To do:
Format the records below as a numbered list, one line per item, leaving out any blank lines.

[start]

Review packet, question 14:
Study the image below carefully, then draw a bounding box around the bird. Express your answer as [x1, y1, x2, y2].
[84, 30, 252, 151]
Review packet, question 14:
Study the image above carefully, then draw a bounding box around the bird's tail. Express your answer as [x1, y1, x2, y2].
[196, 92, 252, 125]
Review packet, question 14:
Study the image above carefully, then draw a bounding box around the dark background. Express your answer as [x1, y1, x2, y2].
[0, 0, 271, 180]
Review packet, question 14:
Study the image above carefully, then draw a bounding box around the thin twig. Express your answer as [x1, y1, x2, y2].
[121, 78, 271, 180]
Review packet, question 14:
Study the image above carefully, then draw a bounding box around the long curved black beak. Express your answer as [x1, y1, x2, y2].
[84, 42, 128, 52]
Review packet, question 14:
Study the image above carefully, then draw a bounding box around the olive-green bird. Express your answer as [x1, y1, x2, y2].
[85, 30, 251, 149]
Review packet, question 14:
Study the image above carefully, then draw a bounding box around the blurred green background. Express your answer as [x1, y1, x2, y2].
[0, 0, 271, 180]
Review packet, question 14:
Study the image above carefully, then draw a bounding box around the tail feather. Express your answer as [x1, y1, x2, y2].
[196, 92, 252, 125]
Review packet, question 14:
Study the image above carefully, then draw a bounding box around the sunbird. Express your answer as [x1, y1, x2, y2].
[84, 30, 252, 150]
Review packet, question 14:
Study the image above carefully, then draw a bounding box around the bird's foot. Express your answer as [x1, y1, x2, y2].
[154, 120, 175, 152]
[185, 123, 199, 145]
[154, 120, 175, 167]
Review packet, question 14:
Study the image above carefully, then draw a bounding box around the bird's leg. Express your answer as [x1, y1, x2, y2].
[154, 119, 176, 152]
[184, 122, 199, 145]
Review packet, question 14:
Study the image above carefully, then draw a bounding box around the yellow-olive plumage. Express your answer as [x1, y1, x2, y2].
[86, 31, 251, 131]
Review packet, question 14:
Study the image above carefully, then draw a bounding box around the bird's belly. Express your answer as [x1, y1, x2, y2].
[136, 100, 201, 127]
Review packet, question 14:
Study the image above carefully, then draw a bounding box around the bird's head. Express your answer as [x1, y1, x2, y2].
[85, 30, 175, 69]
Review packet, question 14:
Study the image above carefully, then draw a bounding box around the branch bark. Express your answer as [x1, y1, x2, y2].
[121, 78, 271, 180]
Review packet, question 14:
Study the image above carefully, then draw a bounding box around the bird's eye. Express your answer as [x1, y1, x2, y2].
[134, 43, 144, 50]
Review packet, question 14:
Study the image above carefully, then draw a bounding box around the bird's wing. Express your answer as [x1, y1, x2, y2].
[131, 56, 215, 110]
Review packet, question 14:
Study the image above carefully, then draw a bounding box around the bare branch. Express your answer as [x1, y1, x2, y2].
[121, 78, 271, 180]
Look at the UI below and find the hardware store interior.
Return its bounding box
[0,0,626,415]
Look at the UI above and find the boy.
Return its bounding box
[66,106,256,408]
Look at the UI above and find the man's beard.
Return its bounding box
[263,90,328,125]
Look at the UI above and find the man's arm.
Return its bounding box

[end]

Output:
1. Review packet, question 14:
2. Study the image below carefully, then draw a bounding box around the bird. Express your answer as [x1, y1, x2, y2].
3. [84, 30, 252, 151]
4. Review packet, question 14:
5. Study the image above carefully, then draw a bounding box around the bird's tail. Express your answer as [x1, y1, x2, y2].
6. [196, 92, 252, 125]
7. Review packet, question 14:
8. Study the image above carefully, then draw a bounding box around the dark background. Express your answer as [x1, y1, x2, y2].
9. [0, 0, 271, 180]
10. Review packet, question 14:
11. Study the image above carefully, then draw a bounding box around the thin twig. Express your answer as [x1, y1, x2, y2].
12. [121, 78, 271, 180]
13. Review packet, question 14:
14. Study the image above carefully, then draw a bounding box around the long curved black beak. Express your answer as [x1, y1, x2, y2].
15. [84, 42, 128, 52]
16. Review packet, question 14:
17. Study the image above carefully, then draw a bounding box around the olive-green bird. Express your answer as [x1, y1, x2, y2].
18. [85, 30, 251, 149]
19. Review packet, question 14:
20. Study the image above carefully, then draw a bounding box around the blurred green background. Express your answer as [x1, y1, x2, y2].
21. [0, 0, 271, 180]
22. Review packet, question 14:
23. Study the image above carefully, then draw a bounding box around the tail feather. Express your answer as [x1, y1, x2, y2].
24. [196, 92, 252, 125]
25. Review packet, question 14:
26. Study the image above carefully, then draw a bounding box around the sunbird. Express your answer as [x1, y1, x2, y2].
27. [84, 30, 252, 150]
28. Review packet, question 14:
29. Study the image above carefully, then draw a bounding box around the bird's foot. Express your answer as [x1, y1, x2, y2].
30. [154, 120, 175, 152]
31. [185, 123, 199, 145]
32. [154, 120, 175, 167]
33. Review packet, question 14:
34. Study the image above carefully, then draw a bounding box around the bird's leg. Express your answer as [x1, y1, x2, y2].
35. [154, 119, 176, 152]
36. [184, 122, 199, 145]
37. Review packet, question 14:
38. Study the image above carefully, then draw a bounding box around the yellow-olive plumage. Express your answer as [x1, y1, x2, y2].
39. [86, 31, 251, 131]
40. Review packet, question 14:
41. Study the image above carefully, then draw a bounding box around the bird's belly. Express your answer as [x1, y1, x2, y2].
42. [136, 100, 201, 127]
43. Review packet, question 14:
44. Study the image above carefully, then draw a bounding box around the bird's head. Express your answer as [x1, y1, x2, y2].
45. [85, 30, 175, 69]
46. Review packet, question 14:
47. Study the image above carefully, then draw a bounding box around the branch bark. Express your answer as [x1, y1, x2, y2].
48. [121, 78, 271, 180]
49. Review packet, question 14:
50. Study the image above carefully, then draw a bounding box around the bird's eye. Express your answer as [x1, y1, x2, y2].
51. [134, 43, 144, 50]
52. Review packet, question 14:
53. Study the image above carefully, then draw a bounding box around the bird's wing. Express your answer as [x1, y1, x2, y2].
54. [131, 56, 215, 110]
55. Review packet, question 14:
56. Study the image above carefully, then draw a bounding box around the bare branch. Express your answer as [x1, y1, x2, y2].
57. [121, 78, 271, 180]
58. Look at the UI below and find the hardware store interior.
59. Return its bounding box
60. [0,0,626,415]
61. Look at the UI above and find the boy.
62. Return its bounding box
63. [66,106,256,408]
64. Look at the UI above and find the man's beard.
65. Return its bounding box
66. [263,90,328,125]
67. Look at the UI above and find the man's arm.
68. Return its bounding box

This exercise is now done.